Work order:
Your task is to copy every line of the entries that contains "wooden".

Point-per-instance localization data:
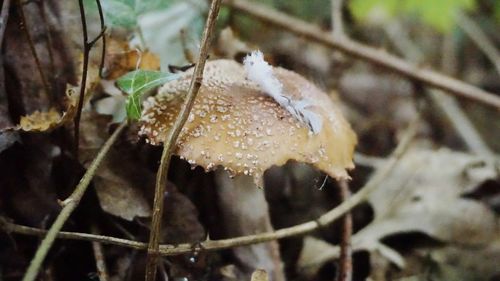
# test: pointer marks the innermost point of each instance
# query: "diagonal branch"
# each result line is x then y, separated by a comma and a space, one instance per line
87, 47
170, 142
69, 205
366, 53
213, 245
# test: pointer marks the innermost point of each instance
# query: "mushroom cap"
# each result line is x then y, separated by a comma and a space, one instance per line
235, 125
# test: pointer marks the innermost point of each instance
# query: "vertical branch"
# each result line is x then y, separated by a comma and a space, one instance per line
32, 48
41, 7
169, 145
103, 28
69, 205
87, 46
4, 17
100, 262
337, 21
345, 259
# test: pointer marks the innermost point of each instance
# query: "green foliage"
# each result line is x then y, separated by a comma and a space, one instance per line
497, 10
439, 14
124, 13
138, 82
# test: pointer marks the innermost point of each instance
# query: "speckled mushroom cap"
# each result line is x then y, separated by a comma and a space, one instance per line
235, 125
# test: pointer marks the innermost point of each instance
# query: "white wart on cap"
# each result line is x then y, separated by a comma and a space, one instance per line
235, 124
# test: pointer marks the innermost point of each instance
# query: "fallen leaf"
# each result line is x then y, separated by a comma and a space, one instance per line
45, 121
120, 59
260, 275
424, 193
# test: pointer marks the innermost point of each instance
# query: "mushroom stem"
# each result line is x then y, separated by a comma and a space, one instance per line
245, 211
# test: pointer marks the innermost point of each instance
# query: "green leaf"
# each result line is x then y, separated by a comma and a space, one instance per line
138, 82
497, 10
437, 14
120, 13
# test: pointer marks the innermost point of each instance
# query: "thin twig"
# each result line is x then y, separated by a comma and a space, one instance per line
337, 21
345, 259
447, 104
103, 29
366, 53
87, 47
48, 42
213, 245
100, 262
474, 31
4, 18
24, 24
170, 142
68, 206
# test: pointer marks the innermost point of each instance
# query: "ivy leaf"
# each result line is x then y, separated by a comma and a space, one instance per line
120, 13
136, 83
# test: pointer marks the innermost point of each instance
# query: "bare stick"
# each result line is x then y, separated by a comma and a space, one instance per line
87, 46
448, 104
212, 245
48, 42
366, 53
345, 259
100, 263
4, 18
33, 50
474, 31
337, 22
170, 143
68, 206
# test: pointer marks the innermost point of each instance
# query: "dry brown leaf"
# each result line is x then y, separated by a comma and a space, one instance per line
260, 275
39, 121
120, 59
423, 194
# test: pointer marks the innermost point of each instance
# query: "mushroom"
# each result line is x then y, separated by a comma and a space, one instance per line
246, 125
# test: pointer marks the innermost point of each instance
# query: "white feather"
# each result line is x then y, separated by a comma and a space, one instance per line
260, 72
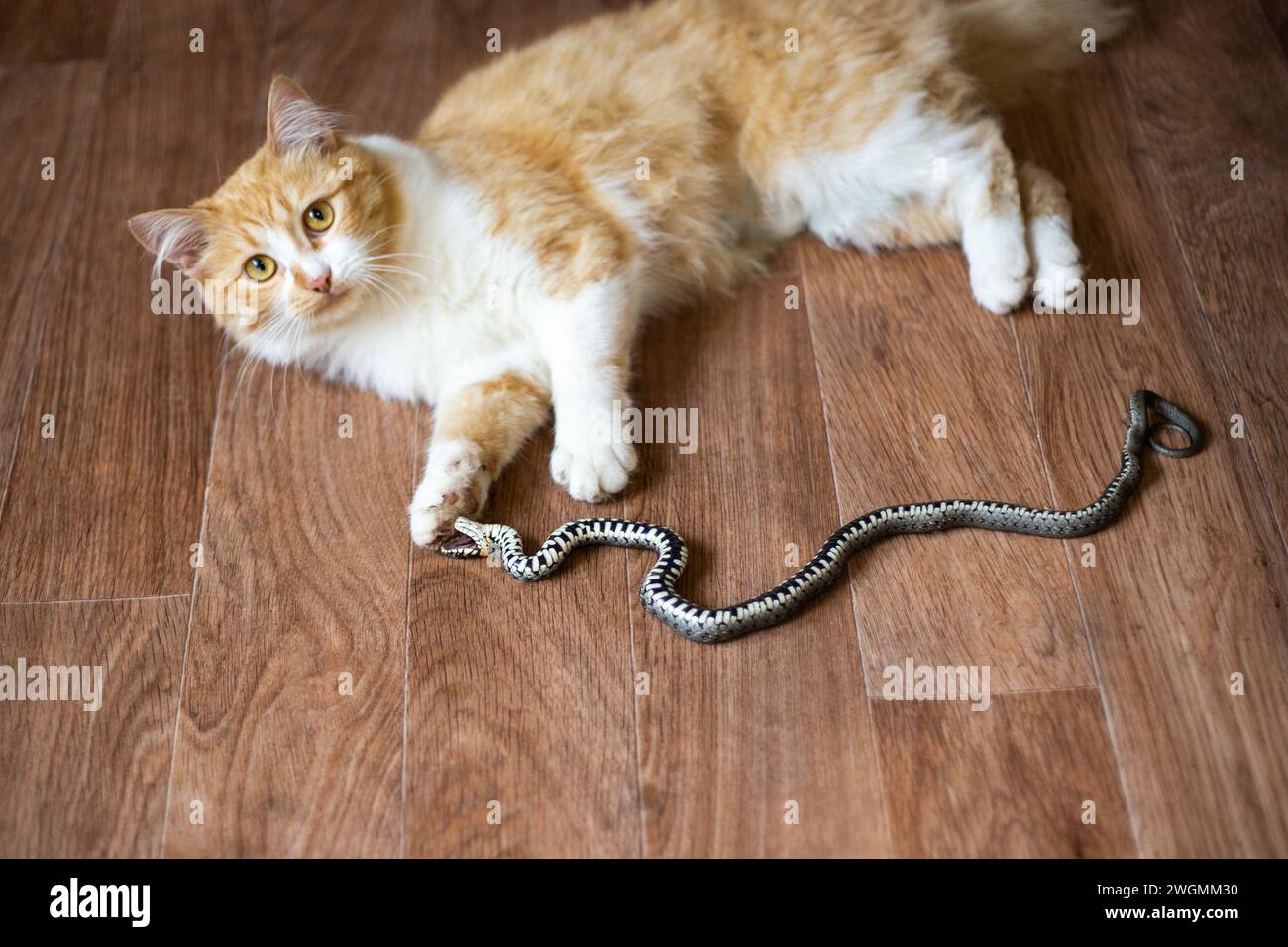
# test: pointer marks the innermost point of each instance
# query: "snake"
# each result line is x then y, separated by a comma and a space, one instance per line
503, 545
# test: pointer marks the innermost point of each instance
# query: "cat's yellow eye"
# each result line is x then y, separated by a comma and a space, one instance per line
318, 217
261, 266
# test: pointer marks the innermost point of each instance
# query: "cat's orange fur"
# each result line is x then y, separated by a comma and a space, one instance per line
500, 263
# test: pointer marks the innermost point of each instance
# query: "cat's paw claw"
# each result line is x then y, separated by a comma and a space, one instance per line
1000, 291
593, 472
432, 522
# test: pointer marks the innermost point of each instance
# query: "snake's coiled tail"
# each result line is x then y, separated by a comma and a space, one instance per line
708, 625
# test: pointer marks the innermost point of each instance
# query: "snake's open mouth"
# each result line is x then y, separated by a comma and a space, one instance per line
460, 543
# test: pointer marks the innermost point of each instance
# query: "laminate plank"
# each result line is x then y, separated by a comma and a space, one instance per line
90, 784
1276, 12
520, 733
1190, 124
292, 720
925, 401
110, 506
39, 214
1012, 781
1189, 585
40, 31
760, 746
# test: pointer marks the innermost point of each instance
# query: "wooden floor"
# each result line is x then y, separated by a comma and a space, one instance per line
587, 727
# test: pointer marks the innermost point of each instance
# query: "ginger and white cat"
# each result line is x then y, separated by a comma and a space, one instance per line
498, 264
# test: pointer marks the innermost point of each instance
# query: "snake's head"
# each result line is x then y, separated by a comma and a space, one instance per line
471, 540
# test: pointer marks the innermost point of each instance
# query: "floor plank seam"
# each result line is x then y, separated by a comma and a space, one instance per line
1077, 596
888, 821
94, 600
635, 707
40, 324
411, 553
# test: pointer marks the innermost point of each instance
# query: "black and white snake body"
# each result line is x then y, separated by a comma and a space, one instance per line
708, 625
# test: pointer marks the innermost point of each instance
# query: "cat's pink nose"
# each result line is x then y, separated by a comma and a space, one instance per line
321, 282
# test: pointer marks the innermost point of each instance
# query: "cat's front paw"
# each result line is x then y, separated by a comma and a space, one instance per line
592, 472
430, 526
454, 487
999, 262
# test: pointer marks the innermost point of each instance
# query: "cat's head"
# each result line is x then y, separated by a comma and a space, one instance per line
296, 239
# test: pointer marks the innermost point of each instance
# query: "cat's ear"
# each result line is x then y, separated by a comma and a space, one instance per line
179, 235
296, 123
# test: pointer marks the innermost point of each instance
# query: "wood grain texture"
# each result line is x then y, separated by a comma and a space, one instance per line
40, 213
905, 355
1112, 684
46, 31
90, 784
110, 506
284, 762
1189, 586
730, 735
980, 784
1232, 234
519, 696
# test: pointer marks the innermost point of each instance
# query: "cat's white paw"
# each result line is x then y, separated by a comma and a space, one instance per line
999, 261
1057, 270
592, 472
454, 486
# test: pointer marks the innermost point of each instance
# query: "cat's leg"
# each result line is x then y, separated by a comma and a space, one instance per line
478, 428
995, 239
1056, 263
588, 347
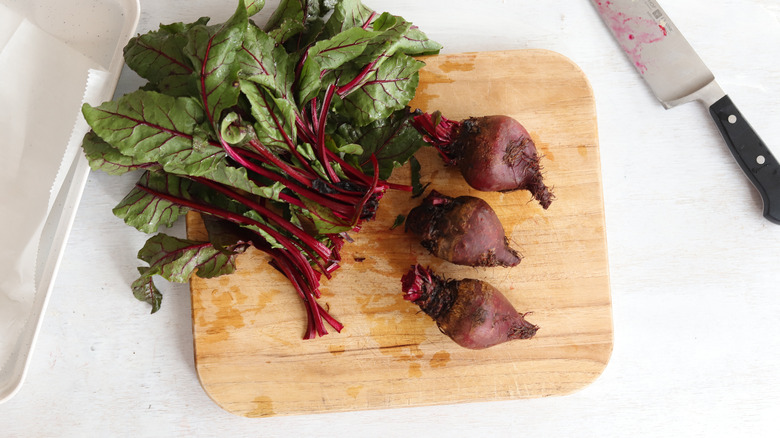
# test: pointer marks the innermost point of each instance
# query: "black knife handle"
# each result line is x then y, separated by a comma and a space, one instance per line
751, 153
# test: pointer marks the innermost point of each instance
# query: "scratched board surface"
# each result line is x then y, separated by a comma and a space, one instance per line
247, 326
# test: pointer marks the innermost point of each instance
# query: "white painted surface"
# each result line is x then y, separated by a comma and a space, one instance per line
695, 268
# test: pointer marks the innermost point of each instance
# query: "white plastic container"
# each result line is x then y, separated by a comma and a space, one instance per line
99, 29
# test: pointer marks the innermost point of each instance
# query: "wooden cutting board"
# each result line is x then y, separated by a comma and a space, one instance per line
247, 326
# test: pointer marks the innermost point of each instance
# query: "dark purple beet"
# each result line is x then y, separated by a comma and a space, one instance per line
463, 230
471, 312
493, 153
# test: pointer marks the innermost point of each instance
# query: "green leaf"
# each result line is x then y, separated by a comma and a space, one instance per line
231, 129
176, 259
274, 117
389, 30
254, 6
103, 156
212, 50
416, 43
145, 290
329, 55
236, 177
152, 127
346, 15
147, 212
264, 62
158, 56
389, 87
392, 140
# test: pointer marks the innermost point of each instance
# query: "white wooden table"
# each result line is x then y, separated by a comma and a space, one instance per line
695, 268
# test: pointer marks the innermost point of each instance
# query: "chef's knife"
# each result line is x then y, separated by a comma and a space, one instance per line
677, 75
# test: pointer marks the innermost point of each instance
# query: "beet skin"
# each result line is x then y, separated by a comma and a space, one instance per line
493, 153
463, 230
471, 312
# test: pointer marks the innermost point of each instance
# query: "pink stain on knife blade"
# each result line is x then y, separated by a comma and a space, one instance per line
633, 33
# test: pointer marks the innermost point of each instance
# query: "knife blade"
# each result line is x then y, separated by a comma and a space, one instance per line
677, 75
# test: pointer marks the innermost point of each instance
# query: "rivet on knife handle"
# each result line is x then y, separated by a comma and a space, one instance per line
751, 153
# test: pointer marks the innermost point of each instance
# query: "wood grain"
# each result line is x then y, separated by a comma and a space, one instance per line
247, 326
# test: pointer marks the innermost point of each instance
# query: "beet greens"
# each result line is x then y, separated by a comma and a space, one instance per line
282, 137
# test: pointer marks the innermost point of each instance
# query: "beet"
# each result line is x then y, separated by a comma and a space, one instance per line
463, 230
493, 153
471, 312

Solution:
# query: "wooden floor"
# query: "wooden cutting board"
# query: "white wooden table"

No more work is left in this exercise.